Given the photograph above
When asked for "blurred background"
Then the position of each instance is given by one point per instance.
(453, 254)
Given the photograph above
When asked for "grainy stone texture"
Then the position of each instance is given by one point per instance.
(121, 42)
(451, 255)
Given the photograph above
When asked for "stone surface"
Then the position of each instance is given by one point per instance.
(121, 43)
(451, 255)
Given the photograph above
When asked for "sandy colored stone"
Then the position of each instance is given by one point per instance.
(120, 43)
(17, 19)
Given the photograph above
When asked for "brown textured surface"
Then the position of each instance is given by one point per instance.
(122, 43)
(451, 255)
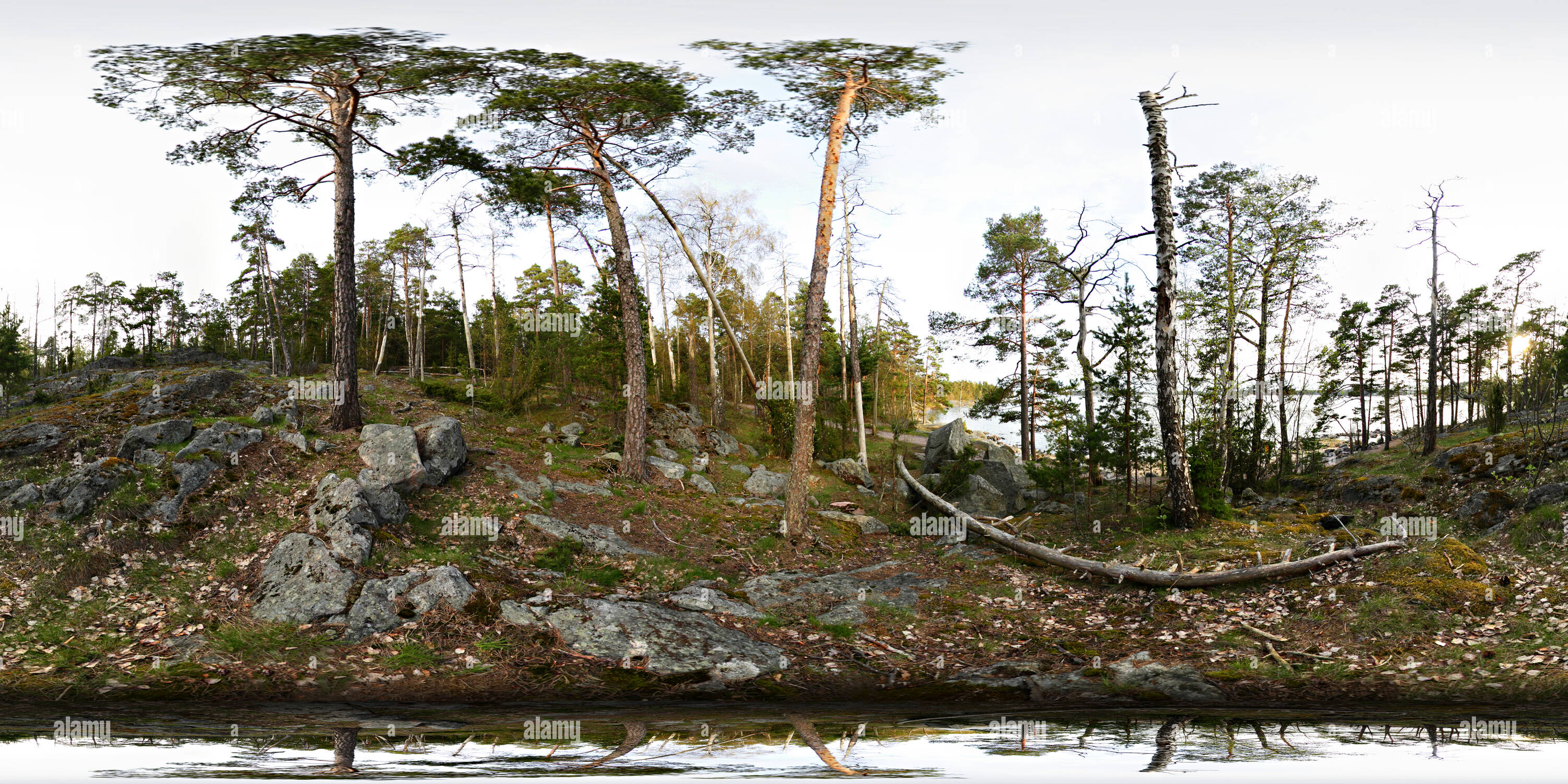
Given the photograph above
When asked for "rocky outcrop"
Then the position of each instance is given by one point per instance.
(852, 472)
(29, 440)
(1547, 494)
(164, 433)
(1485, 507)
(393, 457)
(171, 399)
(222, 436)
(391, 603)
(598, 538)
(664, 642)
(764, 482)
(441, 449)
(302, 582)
...
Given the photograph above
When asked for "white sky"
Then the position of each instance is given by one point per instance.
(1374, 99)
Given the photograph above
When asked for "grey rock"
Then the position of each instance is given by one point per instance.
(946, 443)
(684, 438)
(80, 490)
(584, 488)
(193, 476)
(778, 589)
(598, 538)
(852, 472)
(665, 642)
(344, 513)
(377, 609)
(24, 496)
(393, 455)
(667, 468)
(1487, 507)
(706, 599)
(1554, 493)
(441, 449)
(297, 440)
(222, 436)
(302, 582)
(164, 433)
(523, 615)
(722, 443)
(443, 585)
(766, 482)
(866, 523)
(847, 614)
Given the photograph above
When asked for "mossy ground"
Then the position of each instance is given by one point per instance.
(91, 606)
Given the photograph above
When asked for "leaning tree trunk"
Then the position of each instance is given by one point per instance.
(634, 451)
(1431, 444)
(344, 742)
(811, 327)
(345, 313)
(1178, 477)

> [WHAT YOU WILL DO]
Gather every line of the rows above that contains the word "surface", copying each one in full. Case counts.

> [ANSWER TO THE PROBLEM]
When asked for "stone surface"
When asked for "brown textured surface"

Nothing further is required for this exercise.